* Selected text
• • •
I’m terrified, to be honest.

 

But the terror is muted over, like a gray, melting demon has not allowed me to even feel the fear.

 

Last night, I committed a grave sin. I can’t detail and confess the sin online, only that I committed it. I heard Our Lady’s voice tell me at the very moment after the sin was committed: “You have a committed a grave sin.”

 

Perhaps this wasn’t the actual voice of Our Lady; most likely, my own conscience was dictating this to me.

 

Yet the sin was committed and cannot be undone.

 

Sin is about life. Sin committed by myself, the people who would be counted among God’s number, is not about trying to hurt God; it’s about trying to feel alive. So much sin involves our emotional faculties, so much sin involves our feeling alive and our need to feel alive; even something simple like stealing something gives an adrenaline rush because one is “breaking a rule.”

 

So we sin, and we sin all for the sake of seeking to be alive.

 

A Red State Mystic wrote recently about wanting Reality over reality, and I want the same. Mystics throughout the ages have suggested that this life is like a dream, and that we must wake up.

 

Only I would say that this life is like a nightmare, and I know I’m asleep, and I still can’t seem to wake up; I’m screaming, I’m screaming so loudly, and I can’t find my way out.

 

I have those rare few moments where I do make it out, where I wake up, and I think, “Oh…!”
• • •
* Work to complete
Continue the personal reflection on sin and longing to wake from life's nightmare, starting right after its final sentence.

* Given data
• • •
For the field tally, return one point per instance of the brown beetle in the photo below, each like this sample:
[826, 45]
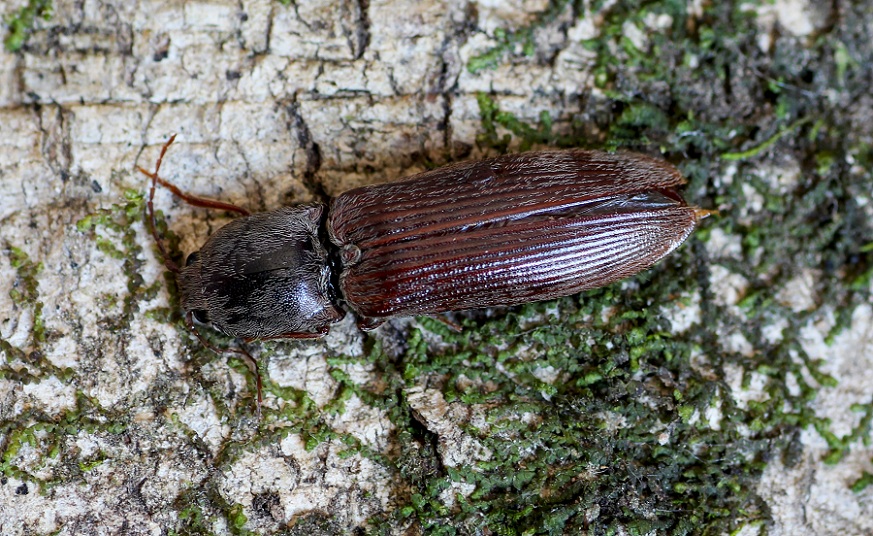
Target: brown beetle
• • •
* Task result
But those moments, those awe-inspiring moments of feeling alive, are becoming foggier and foggier. My mind feels as though it’s perpetually asleep, as though there’s always a wall between me and the world around me, and now, all I want to do is cry about it, because I don’t know what to do, I can’t imagine what to do, I can’t figure out how to change things.

 

I cry out to God, and God turns a deaf ear to me. It doesn’t matter that I witness to Him when I can: “Yes, I hear You! I hear You in the flow of the song, in the blow of the wind; I see you in the symbols of my dreams, I see you in the smile of children. Yes, I feel you when the covers are snug around me in my bed, when I walk into the morning warmth before going to Mass.” No, I am despised none the less!

 

I sound like the biggest pseudo-psalmist emo-boy that ever existed.

 

So, in summary: I am separated both from life and Life. I am caught in the in-between, in a world that’s awful and won’t give me the pleasures of the world and won’t give me the pleasures of God. It’s like being dead. Or Dead. This must be what Hell is like.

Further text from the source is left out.